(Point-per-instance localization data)
[Start of Attachment]

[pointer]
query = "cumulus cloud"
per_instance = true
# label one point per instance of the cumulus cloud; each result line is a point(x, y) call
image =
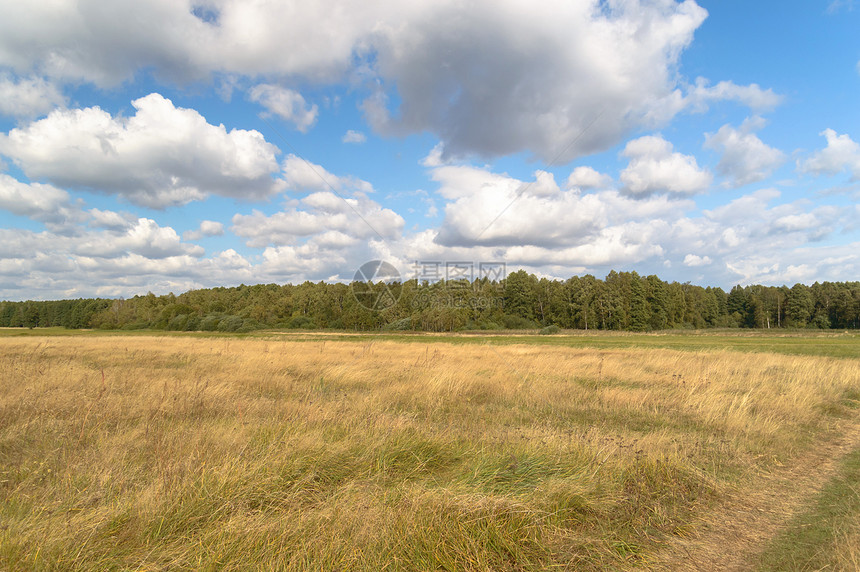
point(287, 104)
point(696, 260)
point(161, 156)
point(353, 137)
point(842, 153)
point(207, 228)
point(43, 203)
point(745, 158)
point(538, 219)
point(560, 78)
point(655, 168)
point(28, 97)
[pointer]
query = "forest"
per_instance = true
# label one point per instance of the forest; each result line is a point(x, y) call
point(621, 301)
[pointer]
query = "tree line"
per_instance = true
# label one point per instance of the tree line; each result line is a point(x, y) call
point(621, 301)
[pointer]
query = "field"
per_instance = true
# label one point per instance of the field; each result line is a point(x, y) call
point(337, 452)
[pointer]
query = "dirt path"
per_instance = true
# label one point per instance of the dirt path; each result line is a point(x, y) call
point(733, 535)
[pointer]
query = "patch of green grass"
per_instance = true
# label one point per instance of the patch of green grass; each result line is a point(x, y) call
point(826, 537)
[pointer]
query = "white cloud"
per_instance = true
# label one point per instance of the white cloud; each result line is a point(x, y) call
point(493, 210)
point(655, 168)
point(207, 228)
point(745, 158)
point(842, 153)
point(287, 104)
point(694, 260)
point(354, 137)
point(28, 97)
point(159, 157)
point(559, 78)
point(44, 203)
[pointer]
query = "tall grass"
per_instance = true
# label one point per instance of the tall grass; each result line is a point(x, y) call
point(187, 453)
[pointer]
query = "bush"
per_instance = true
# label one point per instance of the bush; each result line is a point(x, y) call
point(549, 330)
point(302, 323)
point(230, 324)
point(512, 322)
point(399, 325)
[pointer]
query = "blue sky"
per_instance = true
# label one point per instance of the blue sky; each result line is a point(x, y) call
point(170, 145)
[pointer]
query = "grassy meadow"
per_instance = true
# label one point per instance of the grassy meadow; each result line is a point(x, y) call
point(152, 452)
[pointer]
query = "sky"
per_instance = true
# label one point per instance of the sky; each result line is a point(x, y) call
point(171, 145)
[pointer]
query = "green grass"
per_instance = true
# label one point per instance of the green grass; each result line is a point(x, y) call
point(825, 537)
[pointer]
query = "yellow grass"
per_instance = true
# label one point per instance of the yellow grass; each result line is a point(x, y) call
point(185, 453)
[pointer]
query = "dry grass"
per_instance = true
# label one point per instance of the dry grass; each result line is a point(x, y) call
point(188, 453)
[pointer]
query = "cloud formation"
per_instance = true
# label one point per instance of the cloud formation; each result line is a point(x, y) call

[End of Attachment]

Instructions for the task: Would you copy all lines in the records where the string "formation" appears?

Task solution:
query = "cloud formation"
# label one point per instance of the cloud formation; each result line is a point(x, y) call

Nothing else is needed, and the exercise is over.